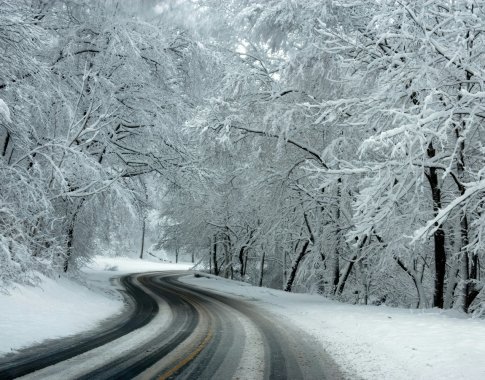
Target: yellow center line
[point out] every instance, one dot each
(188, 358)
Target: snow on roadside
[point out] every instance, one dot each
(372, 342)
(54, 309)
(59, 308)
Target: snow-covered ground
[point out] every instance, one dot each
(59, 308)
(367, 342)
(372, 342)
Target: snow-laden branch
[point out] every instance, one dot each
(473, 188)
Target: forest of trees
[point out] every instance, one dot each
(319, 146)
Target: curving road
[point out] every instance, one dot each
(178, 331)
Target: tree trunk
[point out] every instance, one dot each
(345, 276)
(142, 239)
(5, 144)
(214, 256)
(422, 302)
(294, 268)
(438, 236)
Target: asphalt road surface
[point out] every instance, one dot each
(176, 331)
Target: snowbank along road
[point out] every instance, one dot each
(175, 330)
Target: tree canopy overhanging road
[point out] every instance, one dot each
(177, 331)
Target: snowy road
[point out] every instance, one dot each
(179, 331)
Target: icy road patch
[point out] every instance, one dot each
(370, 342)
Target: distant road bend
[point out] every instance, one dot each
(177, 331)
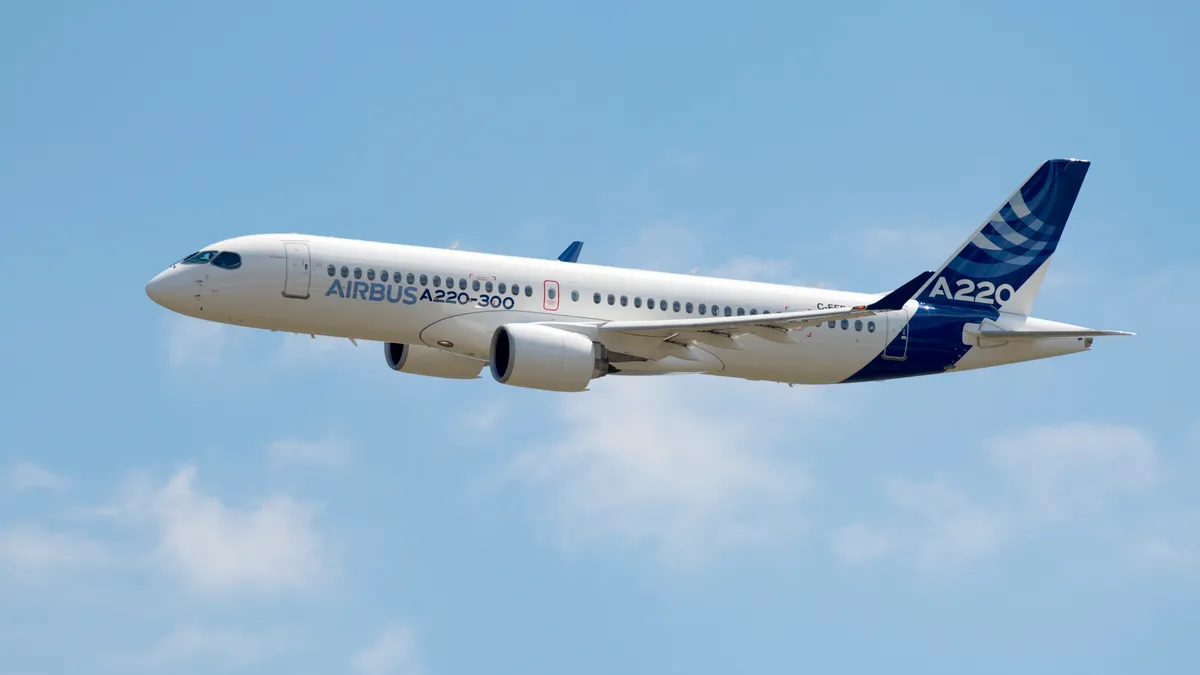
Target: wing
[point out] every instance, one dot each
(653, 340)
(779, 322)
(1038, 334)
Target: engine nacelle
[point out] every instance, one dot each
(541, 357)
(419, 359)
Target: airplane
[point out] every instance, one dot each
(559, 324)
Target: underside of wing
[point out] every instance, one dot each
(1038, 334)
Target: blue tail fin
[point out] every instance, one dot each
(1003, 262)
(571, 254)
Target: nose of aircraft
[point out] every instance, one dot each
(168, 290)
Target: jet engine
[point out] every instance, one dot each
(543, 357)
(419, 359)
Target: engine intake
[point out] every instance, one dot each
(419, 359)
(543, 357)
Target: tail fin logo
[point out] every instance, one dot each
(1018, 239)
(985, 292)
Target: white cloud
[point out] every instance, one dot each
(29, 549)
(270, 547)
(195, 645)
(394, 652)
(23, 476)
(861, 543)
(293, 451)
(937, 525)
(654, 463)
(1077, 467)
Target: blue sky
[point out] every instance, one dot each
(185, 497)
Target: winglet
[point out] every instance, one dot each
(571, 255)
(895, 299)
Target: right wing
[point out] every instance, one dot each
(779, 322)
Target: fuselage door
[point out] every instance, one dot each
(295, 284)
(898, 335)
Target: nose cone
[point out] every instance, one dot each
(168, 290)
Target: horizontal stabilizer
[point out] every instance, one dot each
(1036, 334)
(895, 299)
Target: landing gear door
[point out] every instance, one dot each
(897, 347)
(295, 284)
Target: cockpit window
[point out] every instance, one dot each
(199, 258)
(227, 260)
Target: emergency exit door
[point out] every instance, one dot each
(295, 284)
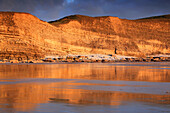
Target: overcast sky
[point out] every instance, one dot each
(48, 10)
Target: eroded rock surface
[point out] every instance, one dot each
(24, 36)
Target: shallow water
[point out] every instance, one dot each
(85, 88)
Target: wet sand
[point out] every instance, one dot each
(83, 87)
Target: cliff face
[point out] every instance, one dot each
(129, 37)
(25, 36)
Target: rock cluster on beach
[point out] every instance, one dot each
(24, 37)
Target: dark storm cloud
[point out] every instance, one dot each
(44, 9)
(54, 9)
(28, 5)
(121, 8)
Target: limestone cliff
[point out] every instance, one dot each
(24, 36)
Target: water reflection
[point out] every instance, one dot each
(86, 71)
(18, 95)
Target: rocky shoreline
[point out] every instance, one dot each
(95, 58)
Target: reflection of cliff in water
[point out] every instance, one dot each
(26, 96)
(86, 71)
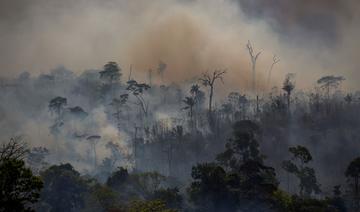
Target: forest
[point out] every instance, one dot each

# PROBLEM
Find the word "surface" in the entries and show each line where it is found.

# RESPONSE TO THE TASK
Target: asphalt road surface
Target: eroded rock surface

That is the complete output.